Boumediene Sid Lakhdar

Enseignant

Hirak: l’humour décapant de la jeunesse algérienne

Le monde entier l’a souligné, la protestation des rues en Algérie est d’un pacifisme remarquable mais, au-delà, c’est l’humour des slogans qui en a été la marque la plus forte. Enfin une arme qui peut combattre tous les despotismes.

Ce qui a surpris le monde entier fut, et reste encore ces dernières semaines, les messages humoristiques sur les banderoles, accompagnés d’une manifestation joyeuse des jeunes protestataires à travers tout le pays.

Au-delà du caractère sympathique que peut provoquer ce choix, naturellement d’un potentiel d’accueil favorable, en toutes circonstances et en tous lieux de la planète, il y a tout de même un étonnement légitime.

L’observateur de ce mouvement sait que le régime politique auquel s’adressent les jeunes algériens n’est assurément pas disposé à être réceptif à l’humour. Il ne l’est à aucun moment, nous devinons qu’il le serait encore moins si sa survie et ses intérêts sont menacés.

Pourtant cela a fonctionné, il a vacillé face à l’appel sarcastique des jeunes effrontés devant lesquels il semble tétanisé. Et que l’armée algérienne soit « désarmée » lorsqu’elle est confrontée à une fronde, c’est bien là le miracle de la situation.

Pourquoi ce phénomène s’est-il produit ? Si certains en sont étonnés, je le suis moins car, il y a trente ans, nous avions proposé la même arme. Ce n’était manifestement pas l’esprit de l’époque, nous y reviendrons.

Commençons par un exposé simple, sans rechercher l’érudition. Je le répète à longueur d’articles, ceux qui essaient d’étaler leur érudition académique sont en décalage avec l’exercice pédagogique d’un article de presse. Basons-nous sur des références que n’importe qui pourrait rechercher par lui-même, sans aucunement proposer une analyse d’un niveau insuffisant. Ce que nous apportons au lecteur est un raisonnement global, avec son cheminement argumentaire qui puisse appréhender la thématique dans sa plus proche vérité possible.

Le rire, une force incarnée de l’Homme

Proposons un point de départ incontournable, celui que tous les lycéens inscrivent sur leur copie, sans hésiter une seule seconde, dès lors qu’ils ont une base minimale de références.

Tout démarre par cette expression (cet aphorisme, dirions-nous si nous voulions jouer les intelligents) : « Le rire est le propre de l’Homme ». Souvent attribuée exclusivement au philosophe Bergson, on aurait du mal à identifier son auteur originel. Si ce n’est sa présence antérieure dans l’œuvre de François Rabelais, Gargantua, «Mieulx est de ris que de larmes escripre, Pour ce que rire est le propre de l’homme. »

**TRAVAIL DEMANDÉ**.
a. Dans l'extrait sur le Hirak, recopiez le passage qui commence aux mots « Le rire, une » et s'arrête après « minimale de références. », en substituant « étudiants » à « lycéens ».
b. Présentez en tableau Markdown, avec les colonnes « Numéro » et « Ligne », les lignes de données ci-dessous. Commencez à celle qui contient « task: outline the child in orange dress », arrêtez-vous après celle qui contient « 260], [46, 244]] » et omettez les lignes vides.

**DONNÉES FOURNIES**.
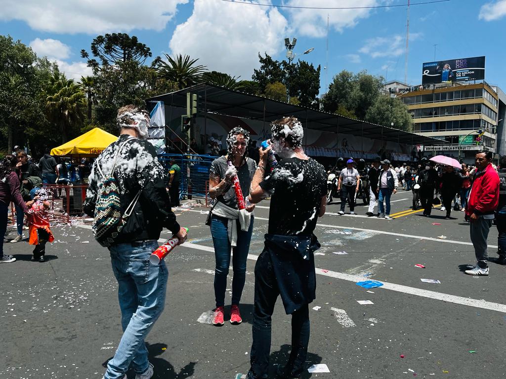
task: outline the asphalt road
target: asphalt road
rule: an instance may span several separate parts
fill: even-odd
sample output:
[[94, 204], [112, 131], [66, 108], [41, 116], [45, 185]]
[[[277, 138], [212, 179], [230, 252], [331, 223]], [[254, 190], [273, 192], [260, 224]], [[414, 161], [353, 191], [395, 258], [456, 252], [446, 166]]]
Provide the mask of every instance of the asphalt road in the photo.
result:
[[[392, 200], [391, 213], [400, 216], [391, 221], [364, 217], [362, 206], [356, 216], [337, 216], [336, 204], [319, 219], [315, 234], [322, 248], [315, 257], [317, 299], [311, 306], [321, 308], [310, 310], [307, 365], [325, 364], [330, 372], [303, 377], [503, 377], [506, 267], [491, 262], [488, 277], [465, 275], [462, 265], [473, 263], [474, 253], [463, 212], [453, 212], [455, 219], [447, 220], [435, 209], [428, 218], [408, 211], [410, 192], [401, 191]], [[268, 202], [259, 205], [242, 300], [244, 322], [221, 327], [205, 323], [214, 307], [207, 211], [177, 210], [190, 240], [166, 258], [165, 308], [146, 341], [154, 378], [231, 378], [249, 368], [255, 260], [269, 214]], [[8, 237], [13, 238], [10, 230]], [[0, 379], [100, 379], [121, 337], [107, 250], [95, 242], [89, 225], [54, 231], [56, 241], [47, 249], [45, 263], [30, 261], [26, 242], [4, 245], [18, 260], [0, 265]], [[495, 228], [488, 242], [495, 257]], [[347, 254], [334, 254], [339, 252]], [[367, 290], [356, 285], [369, 279], [384, 285]], [[363, 300], [373, 304], [358, 302]], [[279, 301], [273, 319], [273, 369], [289, 352], [290, 320]]]

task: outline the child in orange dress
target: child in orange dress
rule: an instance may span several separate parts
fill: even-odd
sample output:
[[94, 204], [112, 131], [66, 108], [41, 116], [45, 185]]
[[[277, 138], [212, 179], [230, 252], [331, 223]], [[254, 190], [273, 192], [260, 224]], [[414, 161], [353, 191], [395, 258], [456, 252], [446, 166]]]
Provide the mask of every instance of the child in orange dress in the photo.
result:
[[53, 242], [55, 237], [49, 228], [49, 215], [48, 210], [51, 207], [48, 193], [43, 188], [35, 191], [33, 200], [26, 203], [28, 208], [27, 218], [28, 221], [30, 245], [35, 245], [33, 259], [39, 262], [45, 260], [46, 244]]

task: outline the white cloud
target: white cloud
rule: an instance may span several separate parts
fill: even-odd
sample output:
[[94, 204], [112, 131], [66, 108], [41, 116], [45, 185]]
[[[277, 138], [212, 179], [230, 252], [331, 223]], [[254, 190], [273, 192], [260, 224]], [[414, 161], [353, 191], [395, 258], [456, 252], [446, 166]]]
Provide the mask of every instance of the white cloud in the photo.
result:
[[69, 63], [59, 59], [50, 59], [50, 60], [56, 61], [60, 72], [64, 73], [67, 79], [73, 79], [76, 81], [79, 81], [81, 79], [81, 76], [91, 76], [93, 75], [91, 68], [88, 67], [86, 62]]
[[480, 20], [492, 21], [506, 16], [506, 0], [487, 3], [480, 9]]
[[165, 28], [188, 0], [0, 0], [0, 20], [20, 20], [35, 30], [102, 33]]
[[[409, 40], [414, 40], [421, 35], [419, 33], [412, 33], [409, 35]], [[405, 43], [406, 37], [400, 34], [391, 37], [375, 37], [367, 39], [358, 51], [373, 58], [398, 57], [406, 51]]]
[[[388, 2], [388, 1], [387, 2]], [[383, 4], [381, 0], [289, 0], [286, 5], [292, 7], [372, 7]], [[345, 28], [356, 25], [362, 18], [369, 16], [370, 8], [359, 9], [301, 9], [289, 8], [290, 24], [297, 32], [309, 37], [324, 37], [327, 35], [327, 15], [329, 26], [342, 32]]]
[[[265, 3], [264, 3], [265, 4]], [[172, 54], [199, 58], [209, 70], [250, 80], [258, 53], [284, 50], [286, 19], [276, 8], [195, 0], [193, 13], [178, 25], [169, 43]]]
[[39, 57], [51, 57], [59, 59], [68, 58], [70, 54], [70, 46], [58, 39], [40, 39], [36, 38], [30, 42], [31, 48]]
[[358, 54], [347, 54], [345, 58], [351, 63], [360, 63], [362, 61]]

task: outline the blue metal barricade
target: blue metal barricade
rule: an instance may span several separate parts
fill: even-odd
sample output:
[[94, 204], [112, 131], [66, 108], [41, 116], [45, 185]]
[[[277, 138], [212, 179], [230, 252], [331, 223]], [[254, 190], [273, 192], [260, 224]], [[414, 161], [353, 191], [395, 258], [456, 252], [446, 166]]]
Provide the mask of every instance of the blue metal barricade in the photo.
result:
[[167, 181], [170, 168], [168, 162], [171, 159], [174, 159], [181, 169], [180, 200], [190, 198], [192, 196], [205, 196], [205, 182], [209, 180], [209, 169], [211, 163], [217, 158], [218, 157], [196, 154], [159, 154], [158, 156], [158, 160], [163, 166]]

**LISTE DES SOLUTIONS**.
a.
Le rire, une force incarnée de l’Homme

Proposons un point de départ incontournable, celui que tous les étudiants inscrivent sur leur copie, sans hésiter une seule seconde, dès lors qu’ils ont une base minimale de références.

b.
| Numéro | Ligne |
|---|---|
| 1 | task: outline the child in orange dress |
| 2 | target: child in orange dress |
| 3 | rule: an instance may span several separate parts |
| 4 | fill: even-odd |
| 5 | sample output: |
| 6 | [[94, 204], [112, 131], [66, 108], [41, 116], [45, 185]] |
| 7 | [[[277, 138], [212, 179], [230, 252], [331, 223]], [[254, 190], [273, 192], [260, 224]], [[414, 161], [353, 191], [395, 258], [456, 252], [446, 166]]] |
| 8 | Provide the mask of every instance of the child in orange dress in the photo. |
| 9 | result: |
| 10 | [[53, 242], [55, 237], [49, 228], [49, 215], [48, 210], [51, 207], [48, 193], [43, 188], [35, 191], [33, 200], [26, 203], [28, 208], [27, 218], [28, 221], [30, 245], [35, 245], [33, 259], [39, 262], [45, 260], [46, 244]] |